───── GIVEN INFORMATION

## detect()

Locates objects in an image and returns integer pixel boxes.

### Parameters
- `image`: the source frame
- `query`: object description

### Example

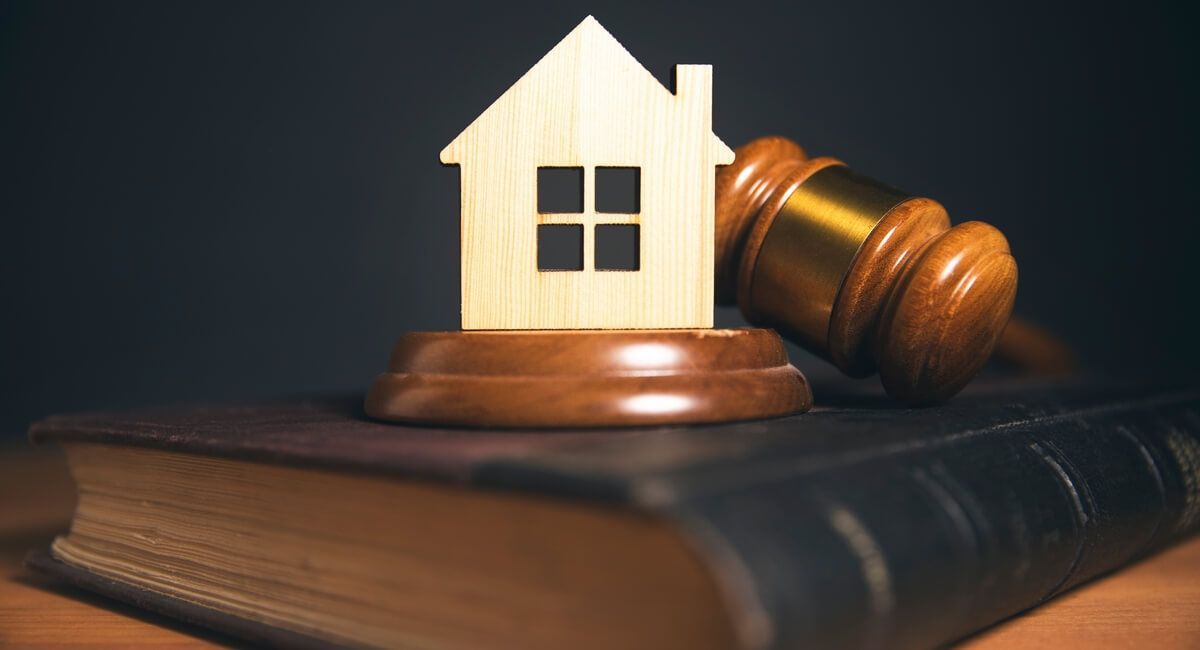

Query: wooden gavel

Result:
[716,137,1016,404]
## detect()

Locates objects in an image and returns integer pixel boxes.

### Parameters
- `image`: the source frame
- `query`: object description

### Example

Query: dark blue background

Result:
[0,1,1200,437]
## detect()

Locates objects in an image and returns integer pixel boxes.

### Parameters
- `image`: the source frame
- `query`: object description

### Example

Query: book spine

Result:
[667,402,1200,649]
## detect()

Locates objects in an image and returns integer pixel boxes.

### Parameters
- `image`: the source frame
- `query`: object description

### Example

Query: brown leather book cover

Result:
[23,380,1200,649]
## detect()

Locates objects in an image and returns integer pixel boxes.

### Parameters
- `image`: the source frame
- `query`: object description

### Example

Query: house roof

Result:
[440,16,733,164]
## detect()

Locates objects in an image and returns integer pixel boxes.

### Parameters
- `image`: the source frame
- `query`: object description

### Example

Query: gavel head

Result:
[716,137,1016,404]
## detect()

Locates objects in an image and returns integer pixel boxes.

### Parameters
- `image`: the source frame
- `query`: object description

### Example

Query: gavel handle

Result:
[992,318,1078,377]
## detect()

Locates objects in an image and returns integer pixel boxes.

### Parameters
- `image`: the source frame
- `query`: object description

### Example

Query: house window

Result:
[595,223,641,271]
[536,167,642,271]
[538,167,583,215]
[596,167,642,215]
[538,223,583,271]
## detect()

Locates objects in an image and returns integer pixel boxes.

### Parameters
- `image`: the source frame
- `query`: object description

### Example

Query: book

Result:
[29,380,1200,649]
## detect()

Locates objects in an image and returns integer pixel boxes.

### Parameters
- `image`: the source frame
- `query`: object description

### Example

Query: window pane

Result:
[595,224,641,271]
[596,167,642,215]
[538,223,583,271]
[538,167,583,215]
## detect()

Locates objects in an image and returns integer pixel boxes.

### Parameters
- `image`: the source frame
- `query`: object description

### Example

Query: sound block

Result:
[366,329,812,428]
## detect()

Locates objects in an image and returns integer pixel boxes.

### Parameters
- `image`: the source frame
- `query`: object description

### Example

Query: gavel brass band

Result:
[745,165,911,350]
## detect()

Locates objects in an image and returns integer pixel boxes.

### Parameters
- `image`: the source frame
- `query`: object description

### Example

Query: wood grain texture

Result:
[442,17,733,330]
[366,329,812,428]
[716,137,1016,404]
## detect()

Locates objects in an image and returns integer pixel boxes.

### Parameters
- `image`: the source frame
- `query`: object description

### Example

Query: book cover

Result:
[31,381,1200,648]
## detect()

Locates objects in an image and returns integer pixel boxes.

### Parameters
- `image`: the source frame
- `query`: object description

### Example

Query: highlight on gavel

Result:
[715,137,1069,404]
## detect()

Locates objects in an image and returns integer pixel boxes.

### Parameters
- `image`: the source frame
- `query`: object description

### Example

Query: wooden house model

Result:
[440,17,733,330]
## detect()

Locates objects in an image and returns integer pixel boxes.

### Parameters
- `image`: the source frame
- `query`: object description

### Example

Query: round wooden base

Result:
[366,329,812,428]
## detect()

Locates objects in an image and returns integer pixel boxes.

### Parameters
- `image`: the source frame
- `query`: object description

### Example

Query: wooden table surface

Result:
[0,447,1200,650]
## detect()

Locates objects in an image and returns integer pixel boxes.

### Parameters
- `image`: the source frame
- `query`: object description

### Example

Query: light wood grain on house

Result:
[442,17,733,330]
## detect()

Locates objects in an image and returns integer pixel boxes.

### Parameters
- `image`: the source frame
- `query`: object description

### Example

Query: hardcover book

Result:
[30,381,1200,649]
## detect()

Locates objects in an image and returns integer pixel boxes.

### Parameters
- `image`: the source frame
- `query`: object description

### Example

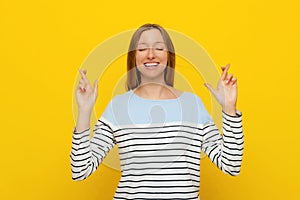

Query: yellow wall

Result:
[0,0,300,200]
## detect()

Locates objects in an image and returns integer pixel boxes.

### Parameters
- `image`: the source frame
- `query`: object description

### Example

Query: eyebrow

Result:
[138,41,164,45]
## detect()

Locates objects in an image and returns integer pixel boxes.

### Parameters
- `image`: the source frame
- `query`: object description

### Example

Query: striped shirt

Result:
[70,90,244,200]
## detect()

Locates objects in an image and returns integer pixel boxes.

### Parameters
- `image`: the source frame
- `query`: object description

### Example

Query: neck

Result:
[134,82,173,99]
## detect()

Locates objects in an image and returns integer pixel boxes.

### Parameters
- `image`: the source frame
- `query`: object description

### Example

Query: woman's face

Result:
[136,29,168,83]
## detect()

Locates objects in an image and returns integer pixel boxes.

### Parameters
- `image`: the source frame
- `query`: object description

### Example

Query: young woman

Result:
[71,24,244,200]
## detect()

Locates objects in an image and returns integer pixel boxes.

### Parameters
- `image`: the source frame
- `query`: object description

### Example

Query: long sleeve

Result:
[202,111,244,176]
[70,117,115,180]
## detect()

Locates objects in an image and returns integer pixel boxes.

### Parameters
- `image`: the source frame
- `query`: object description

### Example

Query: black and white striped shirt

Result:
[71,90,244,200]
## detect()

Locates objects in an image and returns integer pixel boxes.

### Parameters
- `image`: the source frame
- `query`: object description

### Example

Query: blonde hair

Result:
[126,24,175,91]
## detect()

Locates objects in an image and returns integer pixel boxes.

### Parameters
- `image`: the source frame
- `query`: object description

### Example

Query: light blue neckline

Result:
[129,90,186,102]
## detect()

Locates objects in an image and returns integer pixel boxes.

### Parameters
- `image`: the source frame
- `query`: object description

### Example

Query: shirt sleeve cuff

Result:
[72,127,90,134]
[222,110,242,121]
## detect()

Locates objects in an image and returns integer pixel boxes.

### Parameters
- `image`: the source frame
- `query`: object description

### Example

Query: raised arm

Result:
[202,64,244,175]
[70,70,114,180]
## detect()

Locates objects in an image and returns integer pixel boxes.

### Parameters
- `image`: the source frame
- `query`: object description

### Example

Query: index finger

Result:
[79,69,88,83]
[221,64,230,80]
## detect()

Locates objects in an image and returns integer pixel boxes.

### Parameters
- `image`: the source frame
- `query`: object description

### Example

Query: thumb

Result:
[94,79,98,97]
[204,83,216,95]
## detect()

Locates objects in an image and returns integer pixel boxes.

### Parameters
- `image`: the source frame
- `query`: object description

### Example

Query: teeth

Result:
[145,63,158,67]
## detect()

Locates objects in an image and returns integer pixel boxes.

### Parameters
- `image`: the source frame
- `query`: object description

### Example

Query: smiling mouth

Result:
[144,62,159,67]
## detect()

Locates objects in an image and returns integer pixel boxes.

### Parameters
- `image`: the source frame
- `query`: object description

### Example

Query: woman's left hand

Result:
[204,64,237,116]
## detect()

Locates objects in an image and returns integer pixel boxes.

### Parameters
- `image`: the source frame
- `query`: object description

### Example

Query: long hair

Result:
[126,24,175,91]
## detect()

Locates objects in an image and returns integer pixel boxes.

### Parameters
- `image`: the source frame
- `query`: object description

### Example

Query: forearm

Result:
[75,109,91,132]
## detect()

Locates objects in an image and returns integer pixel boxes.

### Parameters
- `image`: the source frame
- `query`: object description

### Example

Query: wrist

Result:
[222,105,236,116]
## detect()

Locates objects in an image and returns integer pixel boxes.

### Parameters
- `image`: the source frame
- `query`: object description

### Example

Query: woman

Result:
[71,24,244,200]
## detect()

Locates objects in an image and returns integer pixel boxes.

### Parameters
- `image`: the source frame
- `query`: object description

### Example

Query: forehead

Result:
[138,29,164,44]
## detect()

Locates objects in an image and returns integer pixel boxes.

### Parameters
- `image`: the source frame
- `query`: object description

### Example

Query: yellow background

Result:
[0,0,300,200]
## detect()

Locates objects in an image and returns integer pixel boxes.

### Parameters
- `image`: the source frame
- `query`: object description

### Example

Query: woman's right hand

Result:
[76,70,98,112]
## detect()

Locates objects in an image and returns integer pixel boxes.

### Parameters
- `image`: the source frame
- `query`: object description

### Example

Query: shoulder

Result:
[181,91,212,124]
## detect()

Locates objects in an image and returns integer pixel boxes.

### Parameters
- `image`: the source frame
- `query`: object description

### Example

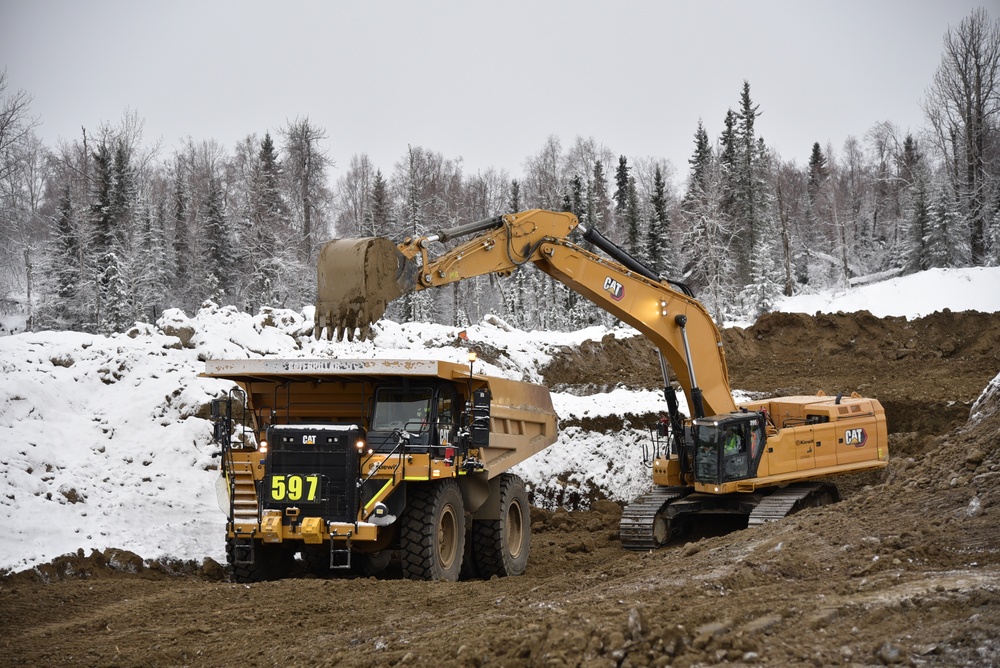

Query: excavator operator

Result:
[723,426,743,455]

──────────

### WHAT YOU WILL DO
Find each line in the material above that contains the word "background", and copy those lines out.

### THE COMPLETED TASK
Query: dark blue background
Query: yellow background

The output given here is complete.